EXERCISE INSTRUCTIONS:
a) In the drug-trial essay, what treatment does the writer say psychiatry gave fifty years ago?
b) Duplicate the part of the drug-trial essay that begins at the words "Clinical drug trials" and stops after "ethical? It depends.".
c) Write the next part of the drug-trial essay, picking up right after its final sentence.

TEXT:
--------

Clinical drug trials took place at my hospital. Groups of patients were encouraged to go on a new drug. Due to the drug, many of these patients’ bellies swelled over a short time to what looked like a full pregnancy. The patients also risked dying due to blood cell counts that could go awry, hence frequent bloodwork testing. One patient told me she suspected the doctor was getting “kickbacks.” Was this ethical?
As another example, a fellow I knew went into a clinical trial for testicular cancer. During the trial, he grew large womanly breasts. Is this ethical?
As for yet another example, I was put on a drug that was approved for the market. After two pills, my brain went into such shock that I couldn’t comb my hair. My hair turned into what looked like petrified sticky wire. My head felt on fire for over a month, and I cried daily. Was this ethical?
Was any of this ethical? It depends.
According to The Open University, “The ethics of what is ‘good’ and what is ‘bad’ science are challenging to consider and are never simple to disentangle. They are also highly contextualized by the society of the time – there are things which are viewed as unacceptable now either because of changing societal views or because, with the benefit of hindsight, we have a clearer understanding of their future impact” (63%).
And today’s society is not necessarily better than yesterday’s. But I’d take today’s psychiatry over that fifty years ago. Back then, they gave electric shock therapy. Ouch! The Open University says, “Centuries ago treatments were often used without any study of their efficacy or with any consideration as to whether they were ethically appropriate – or not” (14%).

--------

[Records from a data source]
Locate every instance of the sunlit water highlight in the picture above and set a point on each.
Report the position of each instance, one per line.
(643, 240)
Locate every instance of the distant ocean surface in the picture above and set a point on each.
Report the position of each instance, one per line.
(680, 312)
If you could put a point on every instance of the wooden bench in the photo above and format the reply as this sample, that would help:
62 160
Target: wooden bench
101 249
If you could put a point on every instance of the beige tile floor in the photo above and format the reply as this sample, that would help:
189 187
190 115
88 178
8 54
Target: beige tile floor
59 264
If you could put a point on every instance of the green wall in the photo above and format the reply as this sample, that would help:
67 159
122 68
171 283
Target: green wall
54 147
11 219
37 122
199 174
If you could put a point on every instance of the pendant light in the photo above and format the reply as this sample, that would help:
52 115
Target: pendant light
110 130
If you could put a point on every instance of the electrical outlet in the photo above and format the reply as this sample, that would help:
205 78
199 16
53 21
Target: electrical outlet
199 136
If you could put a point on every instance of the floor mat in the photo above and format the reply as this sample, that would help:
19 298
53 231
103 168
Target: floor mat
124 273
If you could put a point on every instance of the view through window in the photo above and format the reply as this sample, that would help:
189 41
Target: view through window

--------

RESPONSES TO THE EXERCISE:
a) Electric shock therapy.

b)
Clinical drug trials took place at my hospital. Groups of patients were encouraged to go on a new drug. Due to the drug, many of these patients’ bellies swelled over a short time to what looked like a full pregnancy. The patients also risked dying due to blood cell counts that could go awry, hence frequent bloodwork testing. One patient told me she suspected the doctor was getting “kickbacks.” Was this ethical?
As another example, a fellow I knew went into a clinical trial for testicular cancer. During the trial, he grew large womanly breasts. Is this ethical?
As for yet another example, I was put on a drug that was approved for the market. After two pills, my brain went into such shock that I couldn’t comb my hair. My hair turned into what looked like petrified sticky wire. My head felt on fire for over a month, and I cried daily. Was this ethical?
Was any of this ethical? It depends.

c)
Consider the ethics in this clinical trial done over two hundred years ago:
The Open University says, “Edward Jenner (1749–1823) was a doctor and in 1796 he carried out an experiment which led to him becoming known as ‘the father of immunology’. The experiment involved inoculating an eight-year-old boy, James Phipps, with pus from a cowpox pustule taken from an infected milkmaid. When James recovered he was then later infected with smallpox pus in the same manner” (34%).
According to The Open University, “Under today’s strict legislation … Edward Jenner would not have been able to conduct [his] experiments” (38%).
But how strict are today’s ethical standards, really?
Consider this: I saw a heartbreaking video on chimps who spent their life indoor in cages as experimental subjects. When they were finally released, they peered at the sunlight with awe. Some had never before seen the sun. My heart broke so bad that I sent them peanut butter in the mail. They now live a fairy-tale-style retirement at a place called Chimp Haven.
In another example, I went to a university workshop on statistics. One fellow said he disposed of the rabbits he used for his thesis research. When I asked him what he meant by “disposed of,” he said he killed them. I asked him why he didn’t just release them. He gave me a scientific reason that translated to, “The rabbits will never be the same.” Is it ethical to treat anything with a “soul” in such a barbaric manner? By today’s standards, yes.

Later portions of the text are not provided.